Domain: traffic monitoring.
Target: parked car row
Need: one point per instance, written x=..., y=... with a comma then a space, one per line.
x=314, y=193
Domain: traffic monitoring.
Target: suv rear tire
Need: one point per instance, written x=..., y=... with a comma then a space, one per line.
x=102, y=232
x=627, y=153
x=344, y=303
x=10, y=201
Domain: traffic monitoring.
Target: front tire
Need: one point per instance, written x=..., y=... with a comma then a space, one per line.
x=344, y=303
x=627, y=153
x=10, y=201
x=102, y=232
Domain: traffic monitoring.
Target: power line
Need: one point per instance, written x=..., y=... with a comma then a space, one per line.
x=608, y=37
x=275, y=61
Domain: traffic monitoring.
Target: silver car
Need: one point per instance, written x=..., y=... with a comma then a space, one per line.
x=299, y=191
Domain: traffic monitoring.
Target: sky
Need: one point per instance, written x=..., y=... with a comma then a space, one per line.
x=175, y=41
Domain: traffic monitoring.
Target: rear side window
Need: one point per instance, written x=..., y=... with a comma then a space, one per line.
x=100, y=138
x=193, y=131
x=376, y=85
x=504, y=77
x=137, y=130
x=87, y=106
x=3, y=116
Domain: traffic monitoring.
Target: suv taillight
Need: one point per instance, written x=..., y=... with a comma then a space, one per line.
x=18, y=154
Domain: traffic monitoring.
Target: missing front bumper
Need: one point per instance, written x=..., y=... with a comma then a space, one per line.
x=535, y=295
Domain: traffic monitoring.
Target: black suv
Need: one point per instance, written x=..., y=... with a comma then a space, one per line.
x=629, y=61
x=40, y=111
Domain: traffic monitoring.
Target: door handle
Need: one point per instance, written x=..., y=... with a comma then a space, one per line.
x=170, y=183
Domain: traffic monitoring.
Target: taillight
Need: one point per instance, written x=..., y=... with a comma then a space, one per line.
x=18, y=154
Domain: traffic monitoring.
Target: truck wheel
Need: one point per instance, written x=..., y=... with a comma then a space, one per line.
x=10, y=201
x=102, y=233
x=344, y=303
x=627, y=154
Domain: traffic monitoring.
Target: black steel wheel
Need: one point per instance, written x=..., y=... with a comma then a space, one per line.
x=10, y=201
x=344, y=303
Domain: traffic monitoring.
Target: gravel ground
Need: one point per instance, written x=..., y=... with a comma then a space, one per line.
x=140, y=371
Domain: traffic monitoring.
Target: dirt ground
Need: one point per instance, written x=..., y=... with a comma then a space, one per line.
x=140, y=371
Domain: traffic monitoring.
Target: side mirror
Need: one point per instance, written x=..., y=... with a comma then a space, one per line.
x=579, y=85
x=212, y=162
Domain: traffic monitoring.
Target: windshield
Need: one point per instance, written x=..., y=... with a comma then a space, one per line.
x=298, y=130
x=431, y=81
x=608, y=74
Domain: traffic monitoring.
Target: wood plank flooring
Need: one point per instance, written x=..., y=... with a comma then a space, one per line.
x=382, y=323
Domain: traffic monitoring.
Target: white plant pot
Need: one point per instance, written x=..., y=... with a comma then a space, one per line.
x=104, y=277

================

* EXERCISE AIM *
Extract all of the data shown above without alteration.

* THE REPLY *
Domain: traffic monitoring.
Target: parked car row
Need: one point per instance, written x=..., y=... with a comma then a space, one per line.
x=314, y=193
Domain: traffic monitoring.
Target: suv rear tire
Need: one point per instance, written x=..., y=... with a comma then a space, one per line.
x=102, y=232
x=627, y=153
x=344, y=303
x=10, y=201
Domain: traffic monitoring.
Target: front tire
Need: one point per instance, written x=..., y=... with a comma then a space, one per line.
x=344, y=303
x=627, y=153
x=10, y=201
x=102, y=232
Domain: traffic monitoring.
Target: power line
Need: one point per instance, written x=..., y=... with a comma then a space, one per line.
x=608, y=37
x=275, y=61
Domain: traffic monitoring.
Target: silver car
Need: one point per instance, written x=..., y=... with a comma then a space, one per line.
x=299, y=191
Domain: traffic monitoring.
Target: sky
Need: one point per instance, written x=..., y=... with a comma then a space, one per line.
x=175, y=41
Domain: traffic monitoring.
Target: rear side window
Need: one point per instance, written x=..., y=... with a comma then a space, one per line.
x=100, y=138
x=193, y=131
x=376, y=85
x=504, y=77
x=137, y=130
x=87, y=106
x=3, y=116
Domain: traffic monitoring.
Target: suv taillight
Need: one point per instance, written x=..., y=... with a comma then a space, one per line.
x=18, y=154
Domain: traffic monitoring.
Target: missing front bumper
Need: one point per instance, written x=..., y=... with a comma then a space, one per line.
x=535, y=295
Domain: traffic monitoring.
Target: black suv
Need: one point per instance, written x=..., y=... with a comma then a space, one per line.
x=629, y=61
x=40, y=111
Domain: traffic monitoring.
Target: door handle
Need: one point per instance, written x=..., y=... with a comma then a space, one per line.
x=170, y=183
Domain: traffic monitoring.
Target: taillight
Need: one point per instance, written x=..., y=... with a comma then a space, one per line.
x=18, y=154
Domain: traffic monitoring.
Target: truck wheel
Need: one point per instance, written x=..., y=... with a comma then a space, one per line.
x=10, y=201
x=102, y=233
x=344, y=303
x=627, y=154
Domain: traffic monitoring.
Target: black steel wheel
Need: one point per instance, written x=..., y=... with a comma then a space, one per line.
x=10, y=201
x=344, y=303
Domain: traffic monitoring.
Target: gravel ground
Need: one point per instance, written x=..., y=... with a comma then a space, one per line.
x=140, y=371
Domain: traffic monitoring.
Target: dirt ground
Need: one point per instance, written x=..., y=... with a comma then a space, one per line.
x=140, y=371
Domain: traffic monitoring.
Target: side mirror
Need: one point per instance, written x=..., y=... with a comma then a space, one per line.
x=579, y=85
x=212, y=162
Domain: traffic monitoring.
Target: windshield
Need: one point per instance, written x=..., y=... with a comma then a space, one per line.
x=298, y=130
x=431, y=81
x=608, y=74
Domain: traffic monitoring.
Target: wood plank flooring
Need: one point per instance, written x=..., y=... with a comma then a space, one per line.
x=382, y=323
Domain: traffic monitoring.
Target: white plant pot
Need: one point per instance, written x=..., y=... with a comma then a space, one per line.
x=104, y=277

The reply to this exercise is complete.